● TO BE DONE
From the data below, quote verbatim every line from the one containing "Find the debris" through the one containing "M 603 266 L", including both of those lines.

(Outline entries for images)
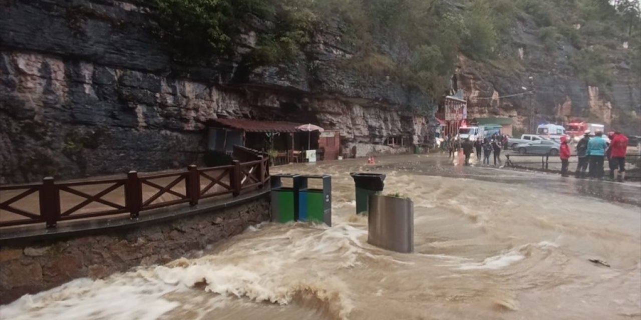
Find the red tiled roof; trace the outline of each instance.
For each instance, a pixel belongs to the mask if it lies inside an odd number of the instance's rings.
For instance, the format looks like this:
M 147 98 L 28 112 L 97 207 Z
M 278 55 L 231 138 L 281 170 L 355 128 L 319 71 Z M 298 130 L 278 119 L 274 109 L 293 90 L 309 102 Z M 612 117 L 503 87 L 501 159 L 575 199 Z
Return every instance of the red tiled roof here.
M 213 127 L 235 129 L 253 132 L 294 132 L 298 131 L 296 127 L 303 124 L 288 122 L 286 121 L 258 121 L 249 119 L 212 119 L 210 124 Z

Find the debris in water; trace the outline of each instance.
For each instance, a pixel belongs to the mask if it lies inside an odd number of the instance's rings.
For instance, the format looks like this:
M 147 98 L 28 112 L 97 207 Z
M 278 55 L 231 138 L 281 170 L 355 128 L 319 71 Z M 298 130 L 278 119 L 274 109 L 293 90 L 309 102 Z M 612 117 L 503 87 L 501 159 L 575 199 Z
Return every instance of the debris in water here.
M 603 266 L 605 266 L 608 268 L 610 268 L 610 264 L 608 264 L 608 262 L 606 262 L 605 261 L 603 261 L 601 259 L 589 259 L 589 261 L 592 263 L 595 263 L 597 264 L 601 264 Z

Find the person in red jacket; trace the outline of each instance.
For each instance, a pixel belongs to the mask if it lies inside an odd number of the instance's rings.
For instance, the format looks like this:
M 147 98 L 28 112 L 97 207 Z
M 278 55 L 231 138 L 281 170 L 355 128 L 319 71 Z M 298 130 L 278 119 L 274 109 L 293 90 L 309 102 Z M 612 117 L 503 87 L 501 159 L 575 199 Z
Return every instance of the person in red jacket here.
M 610 145 L 612 149 L 610 161 L 614 163 L 612 166 L 614 178 L 622 182 L 626 179 L 626 154 L 628 152 L 628 137 L 619 131 L 615 131 L 614 138 Z M 617 172 L 617 169 L 619 172 Z
M 561 158 L 561 176 L 568 177 L 567 168 L 570 165 L 570 146 L 567 145 L 567 138 L 565 136 L 561 137 L 559 157 Z

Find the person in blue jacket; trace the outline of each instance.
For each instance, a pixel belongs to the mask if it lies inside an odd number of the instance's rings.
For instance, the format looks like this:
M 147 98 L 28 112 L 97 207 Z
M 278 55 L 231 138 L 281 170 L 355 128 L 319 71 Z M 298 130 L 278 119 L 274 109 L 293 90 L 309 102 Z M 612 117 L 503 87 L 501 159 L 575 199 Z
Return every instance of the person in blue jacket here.
M 608 143 L 603 139 L 603 132 L 597 131 L 595 137 L 588 142 L 587 154 L 590 157 L 590 176 L 598 179 L 603 179 L 603 159 Z

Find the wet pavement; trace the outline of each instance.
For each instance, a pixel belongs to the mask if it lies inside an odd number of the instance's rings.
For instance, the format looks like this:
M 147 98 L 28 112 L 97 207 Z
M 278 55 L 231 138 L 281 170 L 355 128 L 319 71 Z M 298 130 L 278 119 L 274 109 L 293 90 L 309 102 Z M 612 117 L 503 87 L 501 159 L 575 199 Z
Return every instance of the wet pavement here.
M 641 319 L 641 184 L 377 160 L 271 168 L 332 175 L 331 227 L 263 223 L 188 259 L 23 297 L 0 319 Z M 412 199 L 414 253 L 367 243 L 353 172 L 385 173 L 384 193 Z

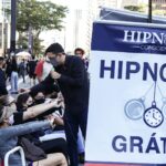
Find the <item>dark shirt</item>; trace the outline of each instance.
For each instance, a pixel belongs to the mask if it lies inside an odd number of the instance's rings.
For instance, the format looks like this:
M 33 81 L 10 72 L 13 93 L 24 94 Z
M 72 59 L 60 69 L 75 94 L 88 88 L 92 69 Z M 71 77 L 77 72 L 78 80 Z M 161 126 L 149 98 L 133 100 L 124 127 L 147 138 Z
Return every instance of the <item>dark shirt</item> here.
M 58 80 L 64 96 L 65 108 L 72 114 L 86 111 L 89 106 L 89 79 L 83 61 L 77 56 L 66 55 L 65 64 L 58 66 L 61 74 Z M 42 83 L 51 84 L 54 80 L 49 75 Z
M 6 74 L 0 69 L 0 95 L 6 95 L 8 94 L 7 86 L 6 86 Z
M 35 66 L 37 66 L 37 61 L 30 61 L 28 63 L 28 71 L 29 71 L 29 73 L 34 74 Z
M 12 72 L 18 72 L 18 64 L 17 64 L 17 62 L 12 62 L 11 63 L 11 71 Z

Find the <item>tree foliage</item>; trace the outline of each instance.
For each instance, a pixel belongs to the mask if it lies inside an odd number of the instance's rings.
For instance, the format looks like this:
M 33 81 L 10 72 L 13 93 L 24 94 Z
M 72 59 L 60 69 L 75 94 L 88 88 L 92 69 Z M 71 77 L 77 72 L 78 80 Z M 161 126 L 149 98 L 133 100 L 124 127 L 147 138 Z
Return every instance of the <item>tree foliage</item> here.
M 18 0 L 17 9 L 17 30 L 20 35 L 28 34 L 29 28 L 32 30 L 33 38 L 35 39 L 35 49 L 41 49 L 39 34 L 43 30 L 61 30 L 62 20 L 65 18 L 68 9 L 63 6 L 58 6 L 50 1 L 37 0 Z M 19 41 L 19 43 L 21 43 Z M 37 46 L 39 45 L 39 46 Z
M 124 8 L 131 11 L 145 12 L 147 7 L 144 4 L 141 4 L 141 6 L 126 6 Z

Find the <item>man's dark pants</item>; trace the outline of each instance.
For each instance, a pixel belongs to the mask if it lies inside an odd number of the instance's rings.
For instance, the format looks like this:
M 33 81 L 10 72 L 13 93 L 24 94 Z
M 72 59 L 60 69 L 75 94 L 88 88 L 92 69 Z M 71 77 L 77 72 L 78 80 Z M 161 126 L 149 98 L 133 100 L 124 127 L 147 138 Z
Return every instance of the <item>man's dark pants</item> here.
M 77 158 L 77 132 L 79 126 L 82 131 L 83 137 L 86 135 L 87 110 L 77 114 L 71 114 L 65 111 L 64 126 L 68 141 L 68 149 L 70 155 L 71 166 L 79 166 Z

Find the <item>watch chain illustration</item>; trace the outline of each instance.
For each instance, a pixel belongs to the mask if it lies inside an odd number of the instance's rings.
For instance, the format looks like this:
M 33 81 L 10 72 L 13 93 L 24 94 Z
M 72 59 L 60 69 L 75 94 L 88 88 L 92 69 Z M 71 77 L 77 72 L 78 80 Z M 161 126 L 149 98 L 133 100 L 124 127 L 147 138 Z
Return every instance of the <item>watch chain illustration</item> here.
M 158 91 L 163 98 L 162 110 L 159 110 L 156 104 L 156 86 L 158 87 Z M 146 108 L 145 100 L 152 87 L 154 87 L 154 98 L 152 102 L 152 106 Z M 166 117 L 166 97 L 164 97 L 159 86 L 155 82 L 143 97 L 129 100 L 125 104 L 124 111 L 125 115 L 129 120 L 136 121 L 143 118 L 147 126 L 156 128 L 163 124 L 164 116 Z

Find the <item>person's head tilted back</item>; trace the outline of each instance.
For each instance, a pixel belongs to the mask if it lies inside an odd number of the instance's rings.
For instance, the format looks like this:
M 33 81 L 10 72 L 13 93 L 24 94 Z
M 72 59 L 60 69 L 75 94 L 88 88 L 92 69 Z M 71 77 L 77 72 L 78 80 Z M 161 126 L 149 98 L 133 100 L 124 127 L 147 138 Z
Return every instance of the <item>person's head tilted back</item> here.
M 59 43 L 51 44 L 45 50 L 45 55 L 50 59 L 53 66 L 61 65 L 65 62 L 64 49 Z

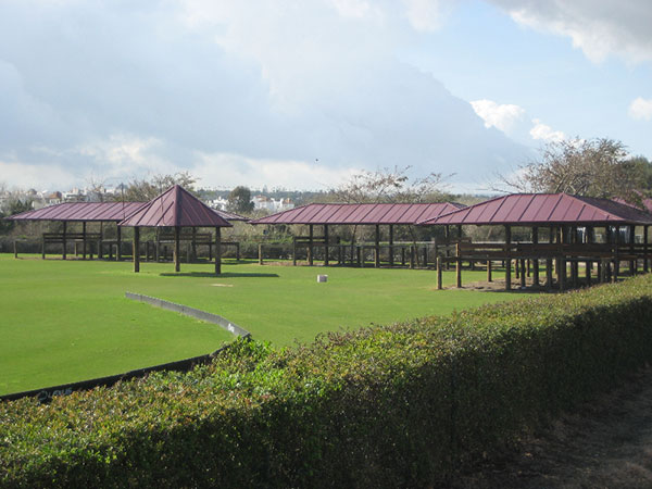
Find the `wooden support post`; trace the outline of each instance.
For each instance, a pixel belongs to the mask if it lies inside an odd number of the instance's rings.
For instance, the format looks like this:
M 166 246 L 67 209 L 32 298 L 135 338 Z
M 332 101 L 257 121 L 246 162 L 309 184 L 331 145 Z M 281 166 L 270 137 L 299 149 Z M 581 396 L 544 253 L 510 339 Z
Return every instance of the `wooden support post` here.
M 324 265 L 328 266 L 328 225 L 324 224 Z
M 636 253 L 634 249 L 634 241 L 636 240 L 636 226 L 629 225 L 629 252 L 634 255 Z M 638 266 L 638 260 L 629 260 L 629 275 L 636 275 L 636 268 Z
M 118 228 L 120 229 L 120 228 Z M 181 228 L 174 227 L 174 271 L 181 271 Z
M 117 226 L 117 249 L 115 250 L 115 260 L 122 260 L 122 227 Z
M 648 262 L 648 227 L 643 226 L 643 272 L 648 273 L 650 271 L 650 265 Z
M 521 288 L 525 289 L 527 286 L 526 277 L 525 277 L 525 259 L 521 259 Z
M 222 228 L 215 228 L 215 275 L 222 274 Z
M 462 256 L 460 256 L 460 243 L 455 246 L 455 285 L 462 288 Z
M 136 226 L 134 228 L 134 273 L 140 272 L 140 228 Z
M 512 253 L 512 228 L 510 225 L 505 225 L 505 254 L 507 259 L 505 260 L 505 290 L 512 290 L 512 259 L 510 254 Z
M 310 266 L 312 266 L 314 264 L 314 230 L 313 230 L 313 225 L 310 224 L 309 225 L 309 238 L 308 238 L 308 264 Z
M 66 248 L 67 248 L 67 240 L 66 240 L 66 236 L 65 236 L 65 235 L 66 235 L 66 230 L 67 230 L 67 223 L 64 221 L 64 222 L 63 222 L 63 235 L 62 235 L 62 236 L 63 236 L 63 237 L 62 237 L 62 241 L 63 241 L 63 253 L 62 253 L 62 258 L 63 258 L 63 260 L 65 260 L 65 259 L 66 259 L 66 255 L 67 255 L 67 250 L 66 250 Z
M 86 221 L 82 223 L 82 260 L 86 260 Z
M 448 259 L 451 255 L 451 228 L 448 225 L 446 225 L 443 227 L 443 238 L 444 238 L 446 244 L 447 244 L 446 258 Z M 446 269 L 450 269 L 450 267 L 451 267 L 451 262 L 450 262 L 450 260 L 447 260 L 446 261 Z
M 393 225 L 389 225 L 389 266 L 393 266 Z
M 535 249 L 537 244 L 539 244 L 539 228 L 537 226 L 532 227 L 532 244 L 535 244 Z M 532 260 L 532 286 L 539 287 L 539 260 Z
M 380 225 L 376 224 L 376 233 L 374 235 L 374 266 L 380 266 Z

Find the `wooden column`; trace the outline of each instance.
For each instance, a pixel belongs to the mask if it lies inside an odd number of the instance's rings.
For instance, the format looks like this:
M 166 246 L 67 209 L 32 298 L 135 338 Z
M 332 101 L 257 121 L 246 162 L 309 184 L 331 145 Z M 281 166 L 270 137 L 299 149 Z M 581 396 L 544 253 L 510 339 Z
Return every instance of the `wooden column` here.
M 643 272 L 645 273 L 650 269 L 648 263 L 648 227 L 643 226 Z
M 328 266 L 328 224 L 324 224 L 324 265 Z
M 65 234 L 66 234 L 66 231 L 67 231 L 67 223 L 64 221 L 64 222 L 63 222 L 63 235 L 62 235 L 62 241 L 63 241 L 63 253 L 62 253 L 62 258 L 63 258 L 63 260 L 65 260 L 65 259 L 66 259 L 66 256 L 67 256 L 67 251 L 66 251 L 66 249 L 65 249 L 65 248 L 66 248 L 66 244 L 67 244 L 67 240 L 66 240 L 66 237 L 65 237 Z
M 518 265 L 518 262 L 516 262 L 516 265 Z M 525 259 L 521 259 L 521 288 L 525 289 L 526 286 L 527 281 L 525 275 Z
M 629 225 L 629 252 L 635 254 L 634 241 L 636 240 L 636 226 Z M 629 260 L 629 275 L 636 275 L 636 268 L 638 267 L 638 260 Z
M 174 227 L 174 271 L 181 271 L 181 228 Z
M 380 266 L 380 225 L 376 224 L 376 234 L 374 236 L 374 266 Z
M 535 246 L 535 253 L 537 251 L 537 244 L 539 244 L 539 228 L 537 226 L 532 227 L 532 244 Z M 539 287 L 539 260 L 532 260 L 532 286 Z
M 389 266 L 393 266 L 393 225 L 389 225 Z
M 140 272 L 140 228 L 136 226 L 134 228 L 134 273 Z
M 314 255 L 313 255 L 313 251 L 314 251 L 314 229 L 313 229 L 313 225 L 310 224 L 308 226 L 309 229 L 309 235 L 308 235 L 308 264 L 310 266 L 312 266 L 314 264 Z
M 459 289 L 462 288 L 462 256 L 460 256 L 460 243 L 455 244 L 455 281 Z
M 82 259 L 86 260 L 86 221 L 82 223 Z
M 117 226 L 117 250 L 115 250 L 115 260 L 122 260 L 122 227 Z
M 222 228 L 215 228 L 215 275 L 222 273 Z
M 512 244 L 512 228 L 510 225 L 505 225 L 505 290 L 512 290 L 512 259 L 511 259 L 511 244 Z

● RESPONSE FOR THIS EXERCISE
Find the debris in water; trace the outline of each instance.
For each instance, a pixel belongs to the mask if it lies inside an odd number of the instance's rings.
For instance, the format looks like this:
M 147 98 L 28 112 L 97 207 Z
M 278 55 L 231 138 L 281 170 L 355 128 L 319 71 Z M 298 130 L 278 119 L 274 109 L 293 90 L 309 102 Z M 612 117 L 503 87 L 501 159 L 575 199 Z
Return every instance of the debris in water here.
M 603 266 L 605 266 L 608 268 L 610 268 L 610 264 L 608 264 L 608 262 L 606 262 L 605 261 L 603 261 L 601 259 L 589 259 L 589 261 L 592 263 L 595 263 L 597 264 L 601 264 Z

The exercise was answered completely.